(Data entries)
= = = = =

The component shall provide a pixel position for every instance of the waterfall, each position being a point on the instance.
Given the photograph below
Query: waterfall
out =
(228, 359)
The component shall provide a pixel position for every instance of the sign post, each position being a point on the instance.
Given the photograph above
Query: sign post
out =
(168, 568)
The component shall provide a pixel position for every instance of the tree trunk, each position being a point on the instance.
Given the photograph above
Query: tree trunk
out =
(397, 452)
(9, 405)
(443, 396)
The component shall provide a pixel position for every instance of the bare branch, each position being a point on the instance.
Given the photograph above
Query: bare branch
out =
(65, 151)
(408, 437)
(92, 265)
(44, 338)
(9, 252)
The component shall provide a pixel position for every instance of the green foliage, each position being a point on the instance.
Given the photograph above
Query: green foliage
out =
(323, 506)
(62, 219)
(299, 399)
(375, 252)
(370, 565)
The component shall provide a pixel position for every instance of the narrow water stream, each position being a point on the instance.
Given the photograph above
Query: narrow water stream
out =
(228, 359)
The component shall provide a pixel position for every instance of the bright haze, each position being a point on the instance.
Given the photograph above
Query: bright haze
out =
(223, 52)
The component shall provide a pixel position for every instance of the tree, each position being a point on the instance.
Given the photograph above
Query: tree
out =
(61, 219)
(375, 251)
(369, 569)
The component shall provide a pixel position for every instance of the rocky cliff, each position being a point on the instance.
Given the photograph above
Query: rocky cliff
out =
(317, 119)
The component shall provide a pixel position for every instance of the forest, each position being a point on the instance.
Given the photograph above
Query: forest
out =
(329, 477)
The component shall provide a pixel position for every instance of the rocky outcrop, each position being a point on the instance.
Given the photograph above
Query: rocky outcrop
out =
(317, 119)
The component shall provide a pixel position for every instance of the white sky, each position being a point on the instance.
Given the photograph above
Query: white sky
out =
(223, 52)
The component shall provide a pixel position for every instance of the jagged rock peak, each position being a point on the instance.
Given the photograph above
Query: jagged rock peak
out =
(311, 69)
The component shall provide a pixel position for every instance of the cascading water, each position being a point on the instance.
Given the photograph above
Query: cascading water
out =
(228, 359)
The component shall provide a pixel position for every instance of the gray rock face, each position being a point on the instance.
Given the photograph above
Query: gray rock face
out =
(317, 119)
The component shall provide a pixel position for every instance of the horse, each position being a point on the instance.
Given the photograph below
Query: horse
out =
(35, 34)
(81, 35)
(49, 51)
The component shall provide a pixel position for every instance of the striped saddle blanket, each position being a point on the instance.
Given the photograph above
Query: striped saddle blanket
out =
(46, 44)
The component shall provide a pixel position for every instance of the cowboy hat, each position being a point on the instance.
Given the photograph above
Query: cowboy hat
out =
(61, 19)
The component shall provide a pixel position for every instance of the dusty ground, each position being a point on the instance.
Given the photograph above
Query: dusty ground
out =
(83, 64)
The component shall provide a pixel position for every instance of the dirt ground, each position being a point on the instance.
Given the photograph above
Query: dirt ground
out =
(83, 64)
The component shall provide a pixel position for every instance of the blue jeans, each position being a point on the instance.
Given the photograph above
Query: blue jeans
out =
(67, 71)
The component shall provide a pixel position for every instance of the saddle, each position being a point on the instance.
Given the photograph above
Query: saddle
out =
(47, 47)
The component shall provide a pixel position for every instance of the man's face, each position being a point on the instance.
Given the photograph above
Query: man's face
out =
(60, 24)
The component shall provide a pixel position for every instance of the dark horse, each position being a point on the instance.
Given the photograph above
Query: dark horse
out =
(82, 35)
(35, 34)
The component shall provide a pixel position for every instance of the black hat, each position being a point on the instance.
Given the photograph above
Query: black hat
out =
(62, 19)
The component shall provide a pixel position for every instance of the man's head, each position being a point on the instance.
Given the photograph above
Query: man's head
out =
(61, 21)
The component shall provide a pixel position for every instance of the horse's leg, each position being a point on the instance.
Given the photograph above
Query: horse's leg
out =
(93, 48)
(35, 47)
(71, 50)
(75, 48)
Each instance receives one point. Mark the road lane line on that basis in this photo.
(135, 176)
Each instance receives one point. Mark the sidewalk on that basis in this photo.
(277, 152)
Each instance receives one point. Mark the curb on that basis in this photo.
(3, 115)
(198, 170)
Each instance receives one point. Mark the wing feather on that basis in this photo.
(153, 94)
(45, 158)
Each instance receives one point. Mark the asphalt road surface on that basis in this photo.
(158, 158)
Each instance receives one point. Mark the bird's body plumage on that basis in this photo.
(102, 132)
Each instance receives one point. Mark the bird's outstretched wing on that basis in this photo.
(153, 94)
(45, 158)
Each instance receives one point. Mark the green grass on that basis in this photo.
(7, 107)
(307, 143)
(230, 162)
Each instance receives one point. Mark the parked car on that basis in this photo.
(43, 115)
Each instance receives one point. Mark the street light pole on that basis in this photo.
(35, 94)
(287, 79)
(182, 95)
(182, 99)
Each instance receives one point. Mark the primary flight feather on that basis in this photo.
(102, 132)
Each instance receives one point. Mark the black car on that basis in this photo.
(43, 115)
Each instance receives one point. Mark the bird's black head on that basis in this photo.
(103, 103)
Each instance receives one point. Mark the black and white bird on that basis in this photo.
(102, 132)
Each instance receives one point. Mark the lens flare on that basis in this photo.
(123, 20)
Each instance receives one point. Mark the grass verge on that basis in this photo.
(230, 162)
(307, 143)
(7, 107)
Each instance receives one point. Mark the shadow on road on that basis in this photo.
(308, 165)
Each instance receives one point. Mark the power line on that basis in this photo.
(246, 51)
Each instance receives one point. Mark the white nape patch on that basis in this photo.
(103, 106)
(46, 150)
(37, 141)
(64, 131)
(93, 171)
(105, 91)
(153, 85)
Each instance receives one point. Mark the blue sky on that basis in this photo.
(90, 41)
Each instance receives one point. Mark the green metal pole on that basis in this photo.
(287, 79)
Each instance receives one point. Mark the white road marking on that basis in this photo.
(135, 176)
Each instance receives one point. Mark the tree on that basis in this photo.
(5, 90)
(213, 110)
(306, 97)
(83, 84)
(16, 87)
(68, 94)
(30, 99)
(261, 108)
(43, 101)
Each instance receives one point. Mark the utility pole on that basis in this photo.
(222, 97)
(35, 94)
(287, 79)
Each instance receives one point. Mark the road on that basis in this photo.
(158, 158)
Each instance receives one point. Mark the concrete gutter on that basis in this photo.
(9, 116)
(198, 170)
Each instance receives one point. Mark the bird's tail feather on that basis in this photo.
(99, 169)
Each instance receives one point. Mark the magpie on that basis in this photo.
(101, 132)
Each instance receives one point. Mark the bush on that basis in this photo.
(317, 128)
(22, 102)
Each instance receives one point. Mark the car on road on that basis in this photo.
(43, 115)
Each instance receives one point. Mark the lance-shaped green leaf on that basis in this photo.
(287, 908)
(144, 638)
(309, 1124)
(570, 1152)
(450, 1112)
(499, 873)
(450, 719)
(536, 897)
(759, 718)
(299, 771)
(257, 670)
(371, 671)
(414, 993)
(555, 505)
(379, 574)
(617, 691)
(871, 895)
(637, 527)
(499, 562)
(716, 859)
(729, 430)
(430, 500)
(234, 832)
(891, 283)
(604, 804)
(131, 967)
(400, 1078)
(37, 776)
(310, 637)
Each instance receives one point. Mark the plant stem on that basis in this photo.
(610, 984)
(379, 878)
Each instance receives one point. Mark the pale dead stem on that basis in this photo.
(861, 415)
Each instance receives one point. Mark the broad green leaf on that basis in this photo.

= = = = =

What you return must match the records exactly, down to the last line.

The component shall provide a pixel position for every instance of the waterfall, each position being a point on the instance.
Given the photograph below
Query: waterfall
out =
(228, 359)
The component shall provide a pixel position for every instance of the sign post, each position being a point on the instance.
Given the photograph above
Query: sign post
out =
(168, 568)
The component shall provide a pixel position for every instance of the tree trunk, each position being a point on the instance.
Given the photograph above
Query: tree trunk
out =
(397, 452)
(9, 405)
(443, 396)
The component shall provide a pixel position for every instance of the bare branch, each position being a point on the instance.
Given the photograph above
Query: bare branch
out =
(65, 151)
(408, 437)
(92, 265)
(44, 338)
(9, 252)
The component shall provide a pixel position for every instance of the green foliage, each position being a point on the instance.
Given the photograph above
Query: green foliage
out =
(323, 506)
(62, 219)
(299, 399)
(375, 252)
(370, 565)
The component shall provide a pixel position for every instance of the narrow water stream, each position being a point on the instance.
Given the photograph above
Query: narrow water stream
out =
(228, 359)
The component shall provide a pixel position for every instance of the bright haze, each position being a point on the instance.
Given the photograph above
Query: bright haze
out =
(223, 52)
The component shall provide a pixel position for every instance of the tree, each position being a point on the instance.
Given the photograph above
Query: tree
out =
(61, 219)
(375, 251)
(369, 569)
The component shall provide a pixel position for every instance of the rocky cliff, each position being a point on the instance.
Given the photograph above
Query: rocky cliff
out =
(317, 119)
The component shall provide a pixel position for every instance of the forest, each position being a point on the instance.
Given the photograph above
Query: forest
out =
(329, 477)
The component shall provide a pixel position for every instance of the rocky outcrop, each position being a point on the instance.
Given the photograph above
Query: rocky outcrop
out =
(317, 119)
The component shall provide a pixel position for every instance of the white sky, each position being a point on the instance.
Given the photograph above
Query: white sky
out =
(223, 52)
The component shall provide a pixel position for every instance of the jagged rock peak, each position being a point on the instance.
Given the photograph above
Query: jagged rock peak
out =
(311, 69)
The component shall provide a pixel position for every instance of the cascading water, each position being a point on the instance.
Given the photograph above
Query: cascading water
out =
(228, 359)
The component shall provide a pixel position for every instance of the gray rock face, each position being a point on the instance.
Given the photograph above
Query: gray rock face
out =
(317, 119)
The component shall provide a pixel position for every instance of the horse, each position being a point on the instance.
Given the photograph below
Query: horse
out =
(35, 34)
(81, 35)
(49, 51)
The component shall provide a pixel position for every instance of the striped saddle blanket, each position being a point on the instance.
Given the photograph above
Query: striped saddle blanket
out =
(46, 44)
The component shall provide a pixel position for every instance of the cowboy hat, each position being a point on the instance.
Given the photograph above
Query: cowboy hat
out =
(61, 19)
The component shall provide a pixel position for every instance of the dusty ground, each position being a point on the instance.
Given the photograph above
Query: dusty ground
out =
(83, 64)
The component shall provide a pixel position for every instance of the dirt ground, each position being a point on the instance.
Given the photograph above
Query: dirt ground
out =
(83, 64)
The component shall provide a pixel position for every instance of the blue jeans, each position being a point on the instance.
Given the photograph above
Query: blue jeans
out =
(67, 71)
The component shall provide a pixel position for every instance of the saddle, each position being a point on the instance.
Given the photograph above
Query: saddle
out =
(47, 47)
The component shall provide a pixel position for every instance of the man's face, each position being a point on the instance.
Given the photograph above
Query: man's face
out =
(60, 24)
The component shall provide a pixel position for every instance of the dark horse, each position being a point on the instance.
Given the photograph above
Query: dark horse
out =
(82, 35)
(35, 34)
The component shall provide a pixel position for every instance of the black hat, each position being a point on the instance.
Given the photograph above
Query: black hat
out =
(62, 19)
The component shall provide a pixel position for every instance of the man's head, each position being a point on the instance.
Given the photograph above
Query: man's head
out =
(61, 21)
The component shall provide a pixel position for every instance of the horse's leg, each position being a point on the instance.
Given the photograph above
Query: horse's leg
out =
(93, 48)
(35, 47)
(71, 50)
(75, 48)
Each instance receives one point. Mark the road lane line on that basis in this photo.
(135, 176)
Each instance receives one point. Mark the sidewalk on that basis in this photo.
(277, 152)
Each instance receives one point. Mark the curb on that basis in this photo.
(3, 115)
(198, 170)
Each instance receives one point. Mark the wing feather on that basis in this photo.
(153, 94)
(45, 158)
Each instance receives one point. Mark the asphalt road surface on that basis in this photo.
(158, 158)
Each instance receives one point. Mark the bird's body plumage on that basis in this photo.
(102, 132)
Each instance receives one point. Mark the bird's outstretched wing on that basis in this photo.
(153, 94)
(45, 158)
Each instance receives one point. Mark the green grass on that basis in this photo.
(7, 107)
(307, 143)
(230, 162)
Each instance receives one point. Mark the parked car on that basis in this photo.
(43, 115)
Each instance receives one point. Mark the street light pole on that basis in this photo.
(35, 94)
(287, 79)
(182, 95)
(182, 99)
Each instance receives one point. Mark the primary flight feather on that basis in this photo.
(102, 132)
Each instance receives one point. Mark the black car on that basis in this photo.
(43, 115)
Each instance receives one point. Mark the bird's black head on that basis in this photo.
(103, 103)
Each instance receives one point. Mark the black and white bird on that basis in this photo.
(102, 132)
Each instance receives one point. Mark the lens flare on that basis in this photo.
(123, 20)
Each instance receives one point. Mark the grass verge on that basis in this photo.
(230, 162)
(307, 143)
(7, 107)
Each instance receives one point. Mark the shadow on road on that basis in this photo.
(308, 165)
Each instance receives one point. Mark the power line on that basis in this photo.
(246, 51)
Each instance receives one point. Mark the white nape patch on that basis in this photo.
(103, 106)
(46, 150)
(37, 141)
(64, 131)
(93, 171)
(105, 91)
(153, 85)
Each instance receives one point. Mark the blue sky on that basis in this photo.
(90, 41)
Each instance receives one point. Mark the green metal pole on that basis in this photo.
(287, 79)
Each instance receives one point. Mark the white road marking on that basis in this photo.
(135, 176)
Each instance receives one point. Mark the tree on that basis in this photo.
(5, 90)
(213, 110)
(306, 97)
(83, 84)
(16, 87)
(68, 94)
(30, 99)
(261, 108)
(43, 101)
Each instance receives one point. Mark the utility pole on that basis in this photo.
(222, 97)
(35, 94)
(287, 79)
Each instance receives one point. Mark the road on that basis in this photo.
(158, 158)
Each instance receives one point. Mark the concrete gutter on that basis in this photo.
(9, 116)
(198, 170)
Each instance receives one point. Mark the bird's tail feather on that basis in this photo.
(99, 169)
Each instance receives one point. Mark the magpie on that basis in this photo.
(101, 132)
Each instance receives one point. Mark the bush on that basis in this photo.
(317, 128)
(22, 102)
Each instance receives one point. Mark the car on road on that basis in this photo.
(43, 115)
Each instance receives one point. Mark the lance-shaped green leaf on that basis in this photo.
(287, 908)
(144, 638)
(309, 1124)
(570, 1152)
(450, 1112)
(499, 873)
(450, 719)
(536, 897)
(759, 718)
(299, 771)
(257, 670)
(371, 671)
(414, 993)
(555, 505)
(379, 574)
(617, 691)
(871, 895)
(637, 527)
(499, 562)
(716, 859)
(729, 430)
(430, 500)
(234, 832)
(891, 283)
(604, 804)
(131, 967)
(400, 1078)
(37, 776)
(310, 637)
Each instance receives one point. Mark the plant stem on that basis in this photo.
(610, 984)
(379, 878)
Each instance receives one point. Mark the pale dead stem on that basis in this photo.
(861, 415)
Each instance receives one point. Mark the broad green leaf on that basis in this photo.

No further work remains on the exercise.